_EXERCISE DETAILS_: Write out every entry exactly as it stands.

───── WORKING DATA

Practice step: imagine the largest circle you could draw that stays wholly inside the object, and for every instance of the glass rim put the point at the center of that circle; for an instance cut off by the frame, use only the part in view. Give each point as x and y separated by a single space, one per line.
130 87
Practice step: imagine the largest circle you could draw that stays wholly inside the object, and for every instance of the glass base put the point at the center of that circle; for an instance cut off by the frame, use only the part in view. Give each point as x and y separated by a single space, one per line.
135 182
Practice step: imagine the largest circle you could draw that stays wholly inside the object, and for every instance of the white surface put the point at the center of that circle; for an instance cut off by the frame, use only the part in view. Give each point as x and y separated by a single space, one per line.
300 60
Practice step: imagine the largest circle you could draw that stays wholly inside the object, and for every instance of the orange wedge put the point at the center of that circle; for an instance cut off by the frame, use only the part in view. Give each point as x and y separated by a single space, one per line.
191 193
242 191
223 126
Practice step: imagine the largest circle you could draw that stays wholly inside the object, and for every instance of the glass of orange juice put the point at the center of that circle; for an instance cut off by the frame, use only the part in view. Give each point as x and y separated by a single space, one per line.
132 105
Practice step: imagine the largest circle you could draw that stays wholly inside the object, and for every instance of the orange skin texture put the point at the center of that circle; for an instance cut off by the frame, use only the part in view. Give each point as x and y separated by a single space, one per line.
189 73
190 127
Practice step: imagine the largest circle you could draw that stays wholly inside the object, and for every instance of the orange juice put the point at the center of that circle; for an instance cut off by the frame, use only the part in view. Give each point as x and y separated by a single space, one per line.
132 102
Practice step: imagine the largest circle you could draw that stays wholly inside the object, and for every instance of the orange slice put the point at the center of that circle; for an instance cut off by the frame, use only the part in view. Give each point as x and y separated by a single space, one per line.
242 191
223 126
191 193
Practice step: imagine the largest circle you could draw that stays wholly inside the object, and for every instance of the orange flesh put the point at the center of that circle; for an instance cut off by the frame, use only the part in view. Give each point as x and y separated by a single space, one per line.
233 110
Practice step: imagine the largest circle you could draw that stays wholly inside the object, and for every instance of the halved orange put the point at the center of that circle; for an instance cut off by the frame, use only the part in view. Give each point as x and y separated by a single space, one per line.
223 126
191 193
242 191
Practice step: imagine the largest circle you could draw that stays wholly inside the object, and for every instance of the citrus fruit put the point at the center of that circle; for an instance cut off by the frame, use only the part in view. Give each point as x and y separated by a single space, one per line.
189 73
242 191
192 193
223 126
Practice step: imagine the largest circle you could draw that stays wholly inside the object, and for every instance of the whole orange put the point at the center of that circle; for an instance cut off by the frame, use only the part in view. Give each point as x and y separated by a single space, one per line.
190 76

──────────

_SOLUTION FOR THIS EXERCISE_:
Practice step: imagine the largest circle you could draw that stays wholly inside the object, and for every instance of the glass rim put the point at the center of that circle; for an instance cut off by the frame, use only the part in view. Give each point as x and y separated by a single space, one per line.
130 87
Practice step: imagine the largest circle you could draw that stays wholly inside the object, and for every instance of the glass base put the point at the center of that circle; for an instance cut off by the frame, use only the part in view. Give each point as x and y separated by a single space, one per line.
135 182
Practice step: imagine the largest circle you could draw that stays wholly inside the object, and for every instance of the white surface put the point at the center of that circle; for an instance cut off by the frame, use only the part in view. Give each point as x and y separated by a single space, one per line.
300 60
Practice step: imagine the largest circle you could draw that stays wholly inside the object, and for every instance of the orange wedge put the point at the center of that circle; for an instance cut off by the frame, use only the part in view. Give each point as x and y separated by a single space, one per line.
191 193
242 191
223 126
Practice step: imagine the largest circle you could draw that stays wholly inside the object, and for every instance of the glass of orange juice put the point at the center of that circle; for an instance cut off by the frame, use only the part in view. Give each point as x and y separated by a single space, one per line.
132 105
Practice step: imagine the largest circle you could draw that stays wholly inside the object, and for every instance of the orange skin texture put the point at the center of that circle; for an instance cut off by the frame, use only the part in view. Give each point as x and y separated by a single space, one per line.
189 73
190 127
Practice step: imagine the largest circle you could draw that stays wholly inside the object, and for every instance of the orange juice put the point at the center of that circle; for an instance cut off by the frame, use only the part in view. Give each point as x and y separated by a single space, one per line.
132 102
Practice step: imagine the largest circle you could draw that stays wholly inside the object, and for every instance of the orange slice put the point at the center of that circle; for an instance cut off by the frame, use only the part in view. Give each point as x and y separated by a single space, one per line.
242 191
223 126
191 193
Practice step: imagine the largest circle you could draw that stays wholly inside the object, and for every instance of the orange flesh put the point at the center of that circle; for an instance cut off by the frame, use only the part in view. Give each point as x and y separated by a single space, one per line.
233 110
Practice step: imagine the largest circle you could draw that stays wholly inside the object, and for every instance of the halved orange put the point at the center of that circle; for an instance cut off by the frame, use only the part in view. Give each point as x and y separated by a single space, one per line.
223 126
191 193
242 191
Practice step: imagine the largest circle you could draw that stays wholly inside the object, and for every instance of the citrus fruit put the point at the center of that circle; for an instance cut off by the frame, use only the part in view. Give each point as x and y separated by a single space, one per line.
189 73
242 191
192 193
223 126
Practice step: imagine the largest circle you could draw that stays wholly inside the object, and for every instance of the whole orange put the point at the center of that circle; for an instance cut off by the frame, use only the part in view. Give each point as x and y separated by a single space, one per line.
190 76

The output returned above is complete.